TEXT SHOWN →
<<<<

Ultimately, an application for condonation is a request for an
indulgence, and a party
seeking that indulgence must demonstrate that
it deserves it by showing good cause. In this case, Kekana had
clearly not shown
good cause.
[23]
In the light of the above, it follows that the Commissioner’s
decision in granting
condonation in circumstances where good cause
was not shown, cannot be said to have exercised his discretion
fairly, rationally
or reasonably. At the opposite end, the invariable
conclusion to be reached is that in exercising his discretion, the
Commissioner
did so for insubstantial reasons, and
committed
a misdirection and an irregularity. It follows from these conclusions
that first, the condonation ruling cannot stand,
and second,
the
arbitration award issued by the third respondent equally ought to be
set aside on the basis that Commissioner Oppelt lacked
jurisdiction.
[24]
Further in the light of the material placed before the Court, no
purpose would be served
by remitting the matter back to the GPSSBC,
and the Court is in a position to substitute the Commissioner
Siavhe’s ruling.
I have had regard to the requirements of law
and fairness, and in the light of the circumstances of the case, I am
of the view
that no order as to costs should be made.

>>>>

LISTED ENTRIES →
<<<<

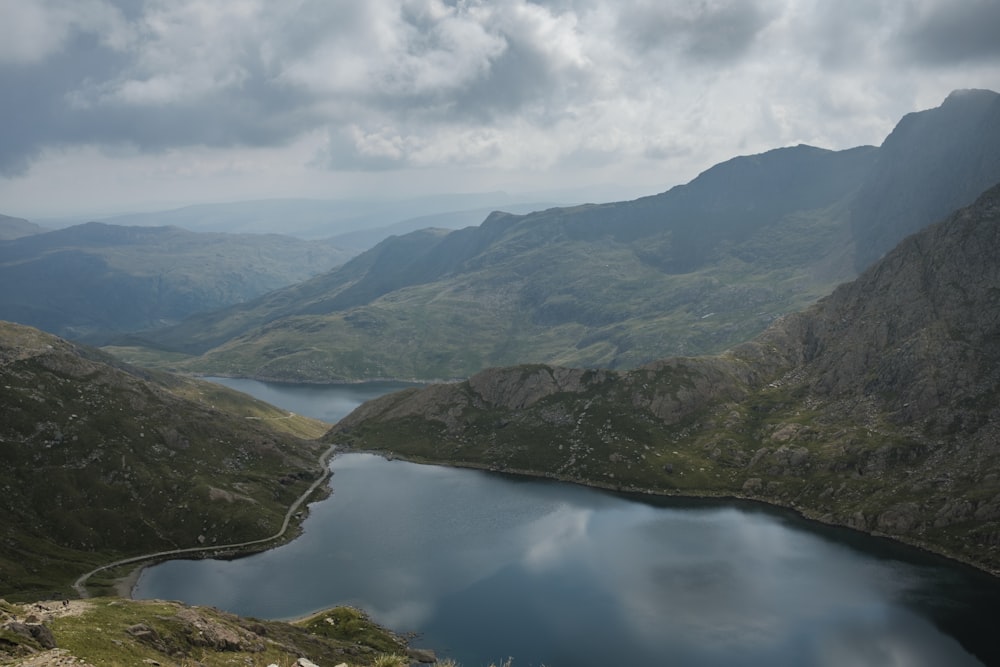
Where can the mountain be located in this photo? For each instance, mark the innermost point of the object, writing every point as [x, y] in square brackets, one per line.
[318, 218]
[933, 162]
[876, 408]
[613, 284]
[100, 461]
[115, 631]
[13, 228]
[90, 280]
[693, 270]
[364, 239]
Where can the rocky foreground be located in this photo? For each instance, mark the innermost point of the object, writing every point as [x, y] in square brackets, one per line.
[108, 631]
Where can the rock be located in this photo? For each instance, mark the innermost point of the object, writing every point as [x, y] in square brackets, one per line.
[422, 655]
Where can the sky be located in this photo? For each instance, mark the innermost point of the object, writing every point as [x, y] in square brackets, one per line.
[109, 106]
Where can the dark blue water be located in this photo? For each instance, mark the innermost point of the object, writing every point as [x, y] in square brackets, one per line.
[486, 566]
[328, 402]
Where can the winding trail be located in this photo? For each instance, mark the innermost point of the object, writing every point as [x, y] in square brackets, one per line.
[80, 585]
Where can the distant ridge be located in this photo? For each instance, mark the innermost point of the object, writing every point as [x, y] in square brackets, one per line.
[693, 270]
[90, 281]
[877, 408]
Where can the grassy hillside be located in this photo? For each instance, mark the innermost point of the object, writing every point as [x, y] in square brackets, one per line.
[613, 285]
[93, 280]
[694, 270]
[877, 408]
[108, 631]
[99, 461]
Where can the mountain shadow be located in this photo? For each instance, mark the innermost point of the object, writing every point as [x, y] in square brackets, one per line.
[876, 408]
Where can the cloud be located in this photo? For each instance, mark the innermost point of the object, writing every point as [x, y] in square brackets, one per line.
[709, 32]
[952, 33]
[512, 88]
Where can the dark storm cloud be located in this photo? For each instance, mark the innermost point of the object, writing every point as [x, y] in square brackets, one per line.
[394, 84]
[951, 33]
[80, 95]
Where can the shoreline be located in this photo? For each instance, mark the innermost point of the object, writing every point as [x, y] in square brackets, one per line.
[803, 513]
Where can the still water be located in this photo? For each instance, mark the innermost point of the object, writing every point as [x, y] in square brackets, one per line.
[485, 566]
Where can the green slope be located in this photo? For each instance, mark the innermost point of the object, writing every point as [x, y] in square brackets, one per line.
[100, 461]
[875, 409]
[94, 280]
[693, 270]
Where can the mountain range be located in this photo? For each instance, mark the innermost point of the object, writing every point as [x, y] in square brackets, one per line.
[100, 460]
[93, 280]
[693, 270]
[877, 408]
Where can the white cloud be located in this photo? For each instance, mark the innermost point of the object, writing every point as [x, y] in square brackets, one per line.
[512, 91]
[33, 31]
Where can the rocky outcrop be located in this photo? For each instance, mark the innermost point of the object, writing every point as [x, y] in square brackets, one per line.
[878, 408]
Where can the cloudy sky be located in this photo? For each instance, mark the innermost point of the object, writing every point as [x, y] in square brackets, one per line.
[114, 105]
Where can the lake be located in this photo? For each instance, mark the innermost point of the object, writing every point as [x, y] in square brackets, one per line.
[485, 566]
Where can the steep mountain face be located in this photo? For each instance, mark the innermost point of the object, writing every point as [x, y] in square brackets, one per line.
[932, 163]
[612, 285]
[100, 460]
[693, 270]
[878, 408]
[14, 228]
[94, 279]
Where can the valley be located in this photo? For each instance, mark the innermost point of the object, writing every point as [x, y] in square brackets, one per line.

>>>>
<<<<

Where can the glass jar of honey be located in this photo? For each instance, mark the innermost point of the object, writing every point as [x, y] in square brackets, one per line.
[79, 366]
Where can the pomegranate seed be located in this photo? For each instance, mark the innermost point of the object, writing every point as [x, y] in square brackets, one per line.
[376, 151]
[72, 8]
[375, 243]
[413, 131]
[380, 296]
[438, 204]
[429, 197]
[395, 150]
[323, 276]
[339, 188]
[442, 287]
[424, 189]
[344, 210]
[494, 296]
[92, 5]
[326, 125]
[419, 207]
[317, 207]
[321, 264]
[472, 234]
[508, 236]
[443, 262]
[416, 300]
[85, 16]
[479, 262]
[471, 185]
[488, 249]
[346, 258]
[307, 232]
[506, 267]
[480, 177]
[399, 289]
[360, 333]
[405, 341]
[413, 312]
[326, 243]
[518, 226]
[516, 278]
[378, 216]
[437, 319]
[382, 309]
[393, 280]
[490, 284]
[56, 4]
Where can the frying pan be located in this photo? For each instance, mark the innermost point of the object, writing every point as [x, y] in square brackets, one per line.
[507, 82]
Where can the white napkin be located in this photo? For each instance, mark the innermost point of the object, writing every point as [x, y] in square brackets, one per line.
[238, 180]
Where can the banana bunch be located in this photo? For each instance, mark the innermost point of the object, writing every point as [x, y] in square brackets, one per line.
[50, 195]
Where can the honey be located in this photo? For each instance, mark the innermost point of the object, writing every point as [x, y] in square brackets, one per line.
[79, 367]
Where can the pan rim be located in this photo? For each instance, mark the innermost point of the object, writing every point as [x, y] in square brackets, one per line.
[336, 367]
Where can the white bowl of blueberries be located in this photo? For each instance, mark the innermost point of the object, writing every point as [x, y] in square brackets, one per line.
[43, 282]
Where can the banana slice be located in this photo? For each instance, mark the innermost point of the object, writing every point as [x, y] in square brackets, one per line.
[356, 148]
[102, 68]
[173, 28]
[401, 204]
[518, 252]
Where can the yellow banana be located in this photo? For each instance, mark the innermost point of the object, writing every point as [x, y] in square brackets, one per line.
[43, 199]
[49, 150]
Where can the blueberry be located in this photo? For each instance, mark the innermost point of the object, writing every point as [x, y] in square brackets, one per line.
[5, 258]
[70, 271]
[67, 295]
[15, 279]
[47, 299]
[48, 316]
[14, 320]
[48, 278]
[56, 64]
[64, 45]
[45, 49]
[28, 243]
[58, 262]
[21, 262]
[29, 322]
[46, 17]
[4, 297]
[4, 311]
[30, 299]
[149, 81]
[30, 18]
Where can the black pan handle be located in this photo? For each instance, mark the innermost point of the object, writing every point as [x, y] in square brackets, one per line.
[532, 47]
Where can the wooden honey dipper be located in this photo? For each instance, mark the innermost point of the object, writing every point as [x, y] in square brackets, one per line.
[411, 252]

>>>>

EXERCISE DETAILS → Copy out the entire passage on the condonation ruling, word for word. Rely on the passage on the condonation ruling and nothing else.

RESPONSE TO THIS EXERCISE →
Ultimately, an application for condonation is a request for an
indulgence, and a party
seeking that indulgence must demonstrate that
it deserves it by showing good cause. In this case, Kekana had
clearly not shown
good cause.
[23]
In the light of the above, it follows that the Commissioner’s
decision in granting
condonation in circumstances where good cause
was not shown, cannot be said to have exercised his discretion
fairly, rationally
or reasonably. At the opposite end, the invariable
conclusion to be reached is that in exercising his discretion, the
Commissioner
did so for insubstantial reasons, and
committed
a misdirection and an irregularity. It follows from these conclusions
that first, the condonation ruling cannot stand,
and second,
the
arbitration award issued by the third respondent equally ought to be
set aside on the basis that Commissioner Oppelt lacked
jurisdiction.
[24]
Further in the light of the material placed before the Court, no
purpose would be served
by remitting the matter back to the GPSSBC,
and the Court is in a position to substitute the Commissioner
Siavhe’s ruling.
I have had regard to the requirements of law
and fairness, and in the light of the circumstances of the case, I am
of the view
that no order as to costs should be made.